● **REQUIRED WORK**
Starting at the line that contains "Provide the segmentation of every instance of the dark" and ending at the last line of the data, arrange only those lines as a numbered list, leaving out any blank lines.

● **DATA SUPPLIED**
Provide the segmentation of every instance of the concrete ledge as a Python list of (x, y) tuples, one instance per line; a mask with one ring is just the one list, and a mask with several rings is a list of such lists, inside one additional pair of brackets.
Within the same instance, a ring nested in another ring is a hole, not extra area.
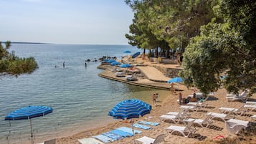
[(118, 82), (124, 82), (124, 83), (127, 83), (127, 84), (130, 84), (130, 85), (137, 85), (137, 86), (146, 87), (150, 87), (150, 88), (155, 88), (155, 89), (159, 89), (159, 90), (170, 90), (169, 87), (168, 87), (167, 85), (166, 85), (166, 86), (161, 86), (161, 85), (159, 86), (156, 83), (152, 83), (151, 85), (150, 85), (148, 83), (143, 84), (143, 83), (140, 82), (140, 80), (138, 80), (138, 81), (128, 81), (124, 77), (120, 78), (120, 77), (116, 77), (115, 76), (111, 77), (111, 76), (105, 75), (103, 72), (100, 73), (98, 75), (103, 78), (109, 79), (111, 80), (115, 80), (115, 81), (118, 81)]

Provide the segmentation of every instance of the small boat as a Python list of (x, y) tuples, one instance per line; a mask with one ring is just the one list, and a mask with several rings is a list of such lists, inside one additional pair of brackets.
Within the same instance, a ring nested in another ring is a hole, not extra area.
[(133, 56), (131, 56), (131, 58), (134, 59), (136, 57), (138, 57), (138, 55), (140, 55), (141, 52), (136, 52), (135, 54), (133, 54)]

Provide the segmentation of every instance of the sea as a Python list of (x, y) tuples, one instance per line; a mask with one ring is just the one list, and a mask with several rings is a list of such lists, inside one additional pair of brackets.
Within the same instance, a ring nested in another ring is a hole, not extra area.
[[(95, 59), (143, 52), (130, 45), (12, 44), (19, 57), (34, 57), (39, 68), (32, 74), (0, 77), (0, 144), (30, 143), (29, 120), (4, 120), (13, 110), (44, 105), (52, 113), (32, 119), (34, 142), (42, 143), (90, 130), (117, 120), (108, 112), (121, 100), (136, 98), (151, 104), (151, 95), (165, 90), (134, 86), (103, 78)], [(129, 54), (124, 53), (131, 51)], [(90, 59), (87, 62), (85, 60)], [(63, 67), (65, 62), (65, 67)]]

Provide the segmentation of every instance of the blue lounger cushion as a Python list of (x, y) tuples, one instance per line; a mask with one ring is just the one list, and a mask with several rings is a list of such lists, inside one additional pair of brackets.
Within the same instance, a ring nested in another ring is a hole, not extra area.
[[(117, 130), (123, 130), (124, 132), (127, 132), (128, 133), (131, 133), (132, 135), (133, 135), (133, 129), (127, 128), (127, 127), (120, 127), (117, 128)], [(137, 133), (141, 133), (141, 131), (140, 130), (134, 130), (134, 133), (137, 134)]]
[(123, 130), (117, 130), (117, 129), (111, 130), (111, 131), (110, 131), (110, 133), (115, 133), (115, 134), (117, 134), (117, 135), (122, 135), (123, 137), (125, 137), (125, 137), (133, 136), (132, 133), (127, 133), (127, 132), (125, 132), (125, 131), (123, 131)]
[(156, 122), (147, 122), (147, 121), (139, 121), (138, 122), (139, 124), (144, 124), (144, 125), (152, 125), (154, 126), (157, 126), (159, 125), (159, 123), (156, 123)]
[(105, 143), (109, 143), (110, 142), (114, 141), (112, 138), (107, 137), (104, 135), (98, 135), (95, 136), (93, 136), (93, 138), (97, 138), (98, 140), (100, 140)]
[(124, 138), (122, 135), (117, 135), (115, 133), (110, 133), (110, 132), (107, 132), (107, 133), (103, 133), (103, 135), (105, 135), (107, 137), (109, 137), (109, 138), (112, 138), (114, 140), (118, 140), (122, 139), (122, 138)]
[(141, 129), (144, 129), (144, 130), (148, 130), (148, 129), (151, 128), (151, 127), (148, 127), (148, 126), (145, 125), (140, 125), (140, 124), (138, 124), (138, 123), (133, 124), (133, 126), (135, 127), (135, 128), (141, 128)]

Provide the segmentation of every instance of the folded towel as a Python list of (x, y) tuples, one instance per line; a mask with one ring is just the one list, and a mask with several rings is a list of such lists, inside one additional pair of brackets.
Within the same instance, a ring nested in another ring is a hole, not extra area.
[(109, 138), (112, 138), (114, 140), (118, 140), (122, 139), (122, 138), (124, 138), (122, 135), (117, 135), (115, 133), (110, 133), (110, 132), (107, 132), (107, 133), (103, 133), (103, 135), (105, 135), (107, 137), (109, 137)]
[(144, 124), (144, 125), (152, 125), (157, 126), (159, 125), (159, 123), (156, 123), (156, 122), (147, 122), (147, 121), (139, 121), (138, 122), (139, 124)]
[(112, 138), (107, 137), (104, 135), (98, 135), (95, 136), (93, 136), (93, 138), (97, 138), (98, 140), (100, 140), (105, 143), (109, 143), (110, 142), (114, 141)]
[(138, 123), (135, 123), (133, 125), (133, 127), (137, 128), (141, 128), (141, 129), (144, 129), (144, 130), (148, 130), (150, 128), (151, 128), (151, 127), (148, 127), (147, 125), (140, 125)]
[[(117, 128), (117, 130), (123, 130), (124, 132), (127, 132), (128, 133), (131, 133), (132, 135), (133, 135), (133, 129), (131, 128), (127, 128), (127, 127), (120, 127), (119, 128)], [(137, 133), (141, 133), (141, 131), (140, 130), (134, 130), (134, 133), (135, 134), (137, 134)]]
[(111, 130), (110, 131), (110, 133), (115, 133), (115, 134), (117, 134), (117, 135), (122, 135), (123, 137), (131, 137), (131, 136), (133, 136), (133, 134), (132, 133), (127, 133), (127, 132), (125, 132), (125, 131), (123, 131), (123, 130), (117, 130), (117, 129), (115, 129), (113, 130)]
[(87, 144), (87, 143), (104, 144), (103, 143), (93, 138), (85, 138), (78, 139), (78, 141), (82, 144)]

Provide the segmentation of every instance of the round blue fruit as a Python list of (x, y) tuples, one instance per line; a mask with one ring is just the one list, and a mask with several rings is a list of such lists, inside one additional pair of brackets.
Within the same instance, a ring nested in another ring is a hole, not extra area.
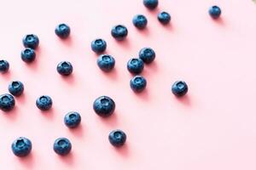
[(132, 23), (137, 28), (144, 29), (148, 25), (148, 20), (144, 15), (137, 14), (133, 17)]
[(141, 59), (131, 59), (127, 63), (127, 69), (132, 74), (139, 74), (144, 69), (144, 63)]
[(81, 122), (81, 116), (75, 111), (68, 112), (64, 117), (64, 122), (70, 128), (77, 128)]
[(14, 81), (9, 84), (8, 90), (14, 96), (20, 96), (24, 91), (24, 85), (20, 81)]
[(67, 138), (59, 138), (55, 139), (53, 149), (56, 154), (66, 156), (71, 151), (72, 144)]
[(128, 35), (128, 30), (125, 26), (118, 25), (112, 28), (111, 35), (118, 41), (124, 40)]
[(9, 64), (7, 60), (0, 60), (0, 72), (4, 73), (9, 71)]
[(57, 65), (57, 71), (61, 76), (69, 76), (73, 72), (73, 65), (68, 61), (61, 61)]
[(185, 82), (177, 81), (172, 87), (172, 92), (177, 97), (182, 97), (188, 93), (189, 88)]
[(0, 95), (0, 110), (9, 111), (15, 106), (15, 98), (9, 94)]
[(107, 42), (105, 40), (98, 38), (91, 42), (90, 48), (96, 54), (103, 53), (107, 48)]
[(70, 27), (67, 24), (60, 24), (55, 27), (55, 32), (60, 38), (65, 39), (70, 34)]
[(146, 86), (147, 81), (142, 76), (136, 76), (130, 81), (130, 87), (135, 93), (141, 93)]
[(13, 153), (19, 157), (27, 156), (32, 150), (32, 142), (27, 138), (20, 137), (12, 144)]
[(36, 49), (39, 45), (39, 38), (34, 34), (28, 34), (23, 37), (22, 42), (24, 47)]
[(34, 49), (26, 48), (21, 51), (21, 60), (26, 63), (31, 63), (36, 59), (36, 52)]
[(102, 54), (97, 59), (97, 65), (102, 71), (109, 72), (113, 69), (115, 60), (111, 55)]
[(113, 130), (108, 135), (110, 144), (115, 147), (120, 147), (125, 144), (126, 134), (121, 130)]
[(139, 58), (143, 60), (145, 64), (150, 64), (154, 60), (155, 53), (150, 48), (143, 48), (139, 52)]
[(39, 110), (48, 110), (52, 106), (52, 99), (49, 96), (43, 95), (37, 99), (36, 105)]
[(114, 101), (108, 96), (101, 96), (93, 103), (93, 110), (98, 116), (102, 117), (111, 116), (113, 113), (114, 109)]

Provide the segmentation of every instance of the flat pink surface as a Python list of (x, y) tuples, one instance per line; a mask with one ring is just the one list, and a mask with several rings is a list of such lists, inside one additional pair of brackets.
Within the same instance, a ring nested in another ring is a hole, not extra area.
[[(223, 9), (212, 20), (208, 8)], [(156, 14), (166, 10), (172, 25), (161, 26)], [(131, 19), (145, 14), (148, 26), (138, 31)], [(256, 4), (252, 0), (160, 0), (158, 9), (147, 10), (142, 0), (2, 1), (1, 59), (10, 71), (0, 75), (0, 94), (10, 81), (20, 80), (25, 93), (16, 107), (0, 113), (0, 169), (60, 170), (255, 170), (256, 169)], [(71, 26), (69, 39), (54, 32), (59, 23)], [(116, 24), (129, 29), (126, 41), (110, 35)], [(40, 48), (31, 65), (21, 61), (21, 39), (37, 34)], [(90, 42), (102, 37), (107, 53), (116, 60), (113, 71), (103, 73), (96, 64)], [(155, 61), (143, 73), (147, 89), (135, 94), (126, 62), (139, 49), (153, 48)], [(63, 78), (56, 72), (61, 60), (74, 71)], [(177, 99), (172, 84), (184, 80), (186, 97)], [(50, 111), (41, 112), (36, 99), (48, 94)], [(108, 119), (97, 116), (92, 103), (101, 95), (116, 102)], [(67, 129), (64, 115), (77, 110), (81, 126)], [(108, 142), (115, 128), (127, 134), (119, 150)], [(32, 139), (32, 154), (15, 156), (10, 144), (25, 136)], [(67, 137), (72, 153), (58, 156), (52, 149), (58, 137)]]

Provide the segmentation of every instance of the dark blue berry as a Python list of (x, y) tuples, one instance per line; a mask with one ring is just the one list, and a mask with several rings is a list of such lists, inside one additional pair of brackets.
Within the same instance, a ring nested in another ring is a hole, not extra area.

● **WRITTEN SOLUTION**
1. Provide the segmentation of every instance of the dark blue berry as a Python list of (x, y) tuples, one instance per line; a mask with one ring is just the one list, and a mask with several rings is a list of such lists, inside one additional pair of brackets.
2. Within the same instance, a ring nested in another ring is a hole, not extra area.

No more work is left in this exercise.